— Start WORKING DATA —

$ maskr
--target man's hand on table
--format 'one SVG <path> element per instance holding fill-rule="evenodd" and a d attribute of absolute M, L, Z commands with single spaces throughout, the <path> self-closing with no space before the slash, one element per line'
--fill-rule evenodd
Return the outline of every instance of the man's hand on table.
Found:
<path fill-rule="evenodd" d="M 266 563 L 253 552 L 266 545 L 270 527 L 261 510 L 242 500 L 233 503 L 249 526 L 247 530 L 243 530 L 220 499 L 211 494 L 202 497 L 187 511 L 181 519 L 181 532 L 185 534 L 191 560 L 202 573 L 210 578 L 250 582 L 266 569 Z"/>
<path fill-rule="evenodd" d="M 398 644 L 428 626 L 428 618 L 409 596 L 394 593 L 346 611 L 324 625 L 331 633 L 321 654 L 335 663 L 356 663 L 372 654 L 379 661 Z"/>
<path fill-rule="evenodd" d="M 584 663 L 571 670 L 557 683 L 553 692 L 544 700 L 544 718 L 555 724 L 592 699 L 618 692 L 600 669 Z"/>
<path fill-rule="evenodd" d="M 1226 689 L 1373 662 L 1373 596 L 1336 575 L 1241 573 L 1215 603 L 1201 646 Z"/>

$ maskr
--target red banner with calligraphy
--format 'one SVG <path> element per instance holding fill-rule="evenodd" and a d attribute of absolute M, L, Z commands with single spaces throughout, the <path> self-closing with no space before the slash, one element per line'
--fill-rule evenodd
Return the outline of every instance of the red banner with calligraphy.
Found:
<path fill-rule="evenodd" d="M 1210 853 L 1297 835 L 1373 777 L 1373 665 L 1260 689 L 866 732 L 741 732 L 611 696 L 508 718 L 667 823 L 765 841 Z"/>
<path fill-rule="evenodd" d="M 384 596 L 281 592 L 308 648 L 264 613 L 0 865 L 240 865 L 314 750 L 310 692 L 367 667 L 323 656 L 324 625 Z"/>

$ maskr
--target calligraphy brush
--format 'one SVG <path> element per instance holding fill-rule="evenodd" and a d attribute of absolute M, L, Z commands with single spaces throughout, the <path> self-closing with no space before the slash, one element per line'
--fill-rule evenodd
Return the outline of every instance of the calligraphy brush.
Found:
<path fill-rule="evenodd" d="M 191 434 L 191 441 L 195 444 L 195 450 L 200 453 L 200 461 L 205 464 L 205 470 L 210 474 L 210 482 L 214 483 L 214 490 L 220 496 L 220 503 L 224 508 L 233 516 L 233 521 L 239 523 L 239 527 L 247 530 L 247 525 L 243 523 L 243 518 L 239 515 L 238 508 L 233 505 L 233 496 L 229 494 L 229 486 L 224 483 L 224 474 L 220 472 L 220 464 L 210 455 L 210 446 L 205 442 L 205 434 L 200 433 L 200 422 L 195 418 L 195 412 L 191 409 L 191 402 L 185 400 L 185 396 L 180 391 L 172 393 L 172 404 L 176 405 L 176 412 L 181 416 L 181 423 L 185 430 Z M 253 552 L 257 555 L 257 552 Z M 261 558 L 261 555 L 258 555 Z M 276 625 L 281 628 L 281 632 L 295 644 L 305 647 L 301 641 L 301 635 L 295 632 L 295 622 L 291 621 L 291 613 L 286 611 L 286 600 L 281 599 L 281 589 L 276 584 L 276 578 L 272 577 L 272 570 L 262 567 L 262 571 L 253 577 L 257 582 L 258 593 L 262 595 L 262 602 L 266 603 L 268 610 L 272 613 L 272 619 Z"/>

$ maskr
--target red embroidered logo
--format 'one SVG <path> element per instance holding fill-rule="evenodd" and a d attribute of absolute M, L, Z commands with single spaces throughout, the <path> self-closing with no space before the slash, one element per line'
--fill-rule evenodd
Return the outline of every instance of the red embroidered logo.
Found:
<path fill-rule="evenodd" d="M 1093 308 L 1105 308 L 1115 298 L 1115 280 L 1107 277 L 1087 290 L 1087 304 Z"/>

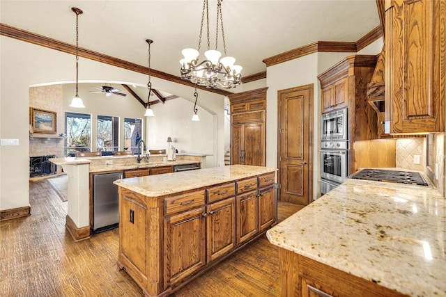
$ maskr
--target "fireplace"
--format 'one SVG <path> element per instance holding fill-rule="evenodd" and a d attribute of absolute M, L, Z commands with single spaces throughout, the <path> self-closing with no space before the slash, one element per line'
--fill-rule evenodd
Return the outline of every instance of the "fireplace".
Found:
<path fill-rule="evenodd" d="M 48 161 L 56 158 L 55 154 L 31 156 L 29 158 L 29 177 L 54 175 L 57 172 L 57 166 Z"/>

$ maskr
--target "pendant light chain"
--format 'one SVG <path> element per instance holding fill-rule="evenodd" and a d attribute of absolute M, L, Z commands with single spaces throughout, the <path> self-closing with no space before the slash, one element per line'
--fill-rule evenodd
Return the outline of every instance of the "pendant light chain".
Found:
<path fill-rule="evenodd" d="M 148 43 L 148 83 L 147 83 L 147 88 L 148 88 L 148 95 L 147 97 L 147 106 L 151 106 L 151 93 L 152 93 L 152 83 L 151 82 L 151 45 L 153 43 L 153 40 L 151 39 L 146 39 L 146 42 Z"/>
<path fill-rule="evenodd" d="M 242 83 L 240 72 L 243 69 L 239 65 L 234 65 L 236 58 L 227 55 L 226 49 L 226 38 L 223 24 L 222 0 L 217 0 L 217 20 L 215 28 L 215 49 L 210 49 L 210 38 L 209 32 L 209 5 L 208 0 L 203 0 L 201 11 L 201 23 L 200 35 L 198 40 L 198 50 L 186 48 L 181 51 L 184 58 L 180 60 L 181 64 L 181 79 L 190 81 L 194 84 L 206 86 L 207 88 L 231 88 Z M 199 59 L 201 47 L 203 26 L 204 17 L 206 17 L 206 37 L 208 50 L 205 51 L 205 59 Z M 219 26 L 222 26 L 222 38 L 223 39 L 223 55 L 218 51 Z"/>
<path fill-rule="evenodd" d="M 198 93 L 197 93 L 197 84 L 195 84 L 195 93 L 194 93 L 194 97 L 195 97 L 195 104 L 194 105 L 194 112 L 195 114 L 198 112 L 198 109 L 197 109 L 197 101 L 198 100 Z"/>
<path fill-rule="evenodd" d="M 224 51 L 224 56 L 227 56 L 226 53 L 226 40 L 224 39 L 224 27 L 223 26 L 223 13 L 222 13 L 222 1 L 218 0 L 217 12 L 220 12 L 220 23 L 222 24 L 222 37 L 223 38 L 223 50 Z M 218 15 L 218 13 L 217 13 Z M 218 29 L 218 19 L 217 20 L 217 28 Z M 217 30 L 218 33 L 218 29 Z M 215 49 L 217 49 L 217 42 L 215 42 Z"/>
<path fill-rule="evenodd" d="M 78 95 L 77 81 L 79 79 L 79 12 L 76 13 L 76 97 Z"/>

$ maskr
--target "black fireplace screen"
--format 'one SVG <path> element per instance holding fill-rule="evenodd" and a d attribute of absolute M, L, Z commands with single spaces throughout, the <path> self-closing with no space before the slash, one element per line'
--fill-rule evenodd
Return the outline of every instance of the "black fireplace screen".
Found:
<path fill-rule="evenodd" d="M 48 161 L 56 158 L 56 155 L 31 156 L 29 158 L 29 177 L 40 177 L 54 175 L 57 172 L 57 166 Z"/>

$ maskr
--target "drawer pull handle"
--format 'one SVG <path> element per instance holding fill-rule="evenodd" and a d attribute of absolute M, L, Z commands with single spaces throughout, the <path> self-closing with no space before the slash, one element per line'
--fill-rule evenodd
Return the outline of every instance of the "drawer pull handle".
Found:
<path fill-rule="evenodd" d="M 243 187 L 243 188 L 251 188 L 252 186 L 255 185 L 255 184 L 247 184 L 246 186 L 245 186 Z"/>
<path fill-rule="evenodd" d="M 189 205 L 190 204 L 191 204 L 194 201 L 195 201 L 195 199 L 192 199 L 192 200 L 187 201 L 187 202 L 180 202 L 180 205 Z"/>

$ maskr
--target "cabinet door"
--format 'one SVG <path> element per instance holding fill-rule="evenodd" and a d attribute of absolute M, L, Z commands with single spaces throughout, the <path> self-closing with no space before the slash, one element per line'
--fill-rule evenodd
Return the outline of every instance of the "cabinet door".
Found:
<path fill-rule="evenodd" d="M 236 198 L 228 198 L 206 207 L 206 247 L 208 263 L 236 246 Z"/>
<path fill-rule="evenodd" d="M 333 85 L 330 85 L 322 89 L 322 113 L 330 111 L 333 107 Z"/>
<path fill-rule="evenodd" d="M 206 209 L 164 220 L 164 286 L 180 281 L 206 265 Z"/>
<path fill-rule="evenodd" d="M 335 109 L 345 107 L 348 104 L 348 77 L 339 79 L 333 84 Z"/>
<path fill-rule="evenodd" d="M 243 129 L 243 164 L 265 166 L 265 123 L 245 124 Z"/>
<path fill-rule="evenodd" d="M 231 130 L 231 165 L 242 164 L 243 125 L 233 125 Z"/>
<path fill-rule="evenodd" d="M 257 191 L 237 197 L 237 244 L 248 241 L 259 232 Z"/>
<path fill-rule="evenodd" d="M 385 13 L 386 133 L 445 131 L 445 1 L 394 0 Z"/>
<path fill-rule="evenodd" d="M 259 230 L 262 232 L 277 222 L 274 186 L 259 190 Z"/>

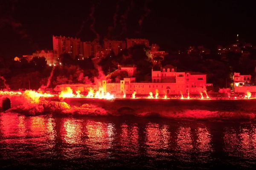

— End WORKING DATA —

◆ TASK REQUIREMENTS:
State how many lines of the records contain the word "fireplace". Provide only the number.

◆ IN RESPONSE:
4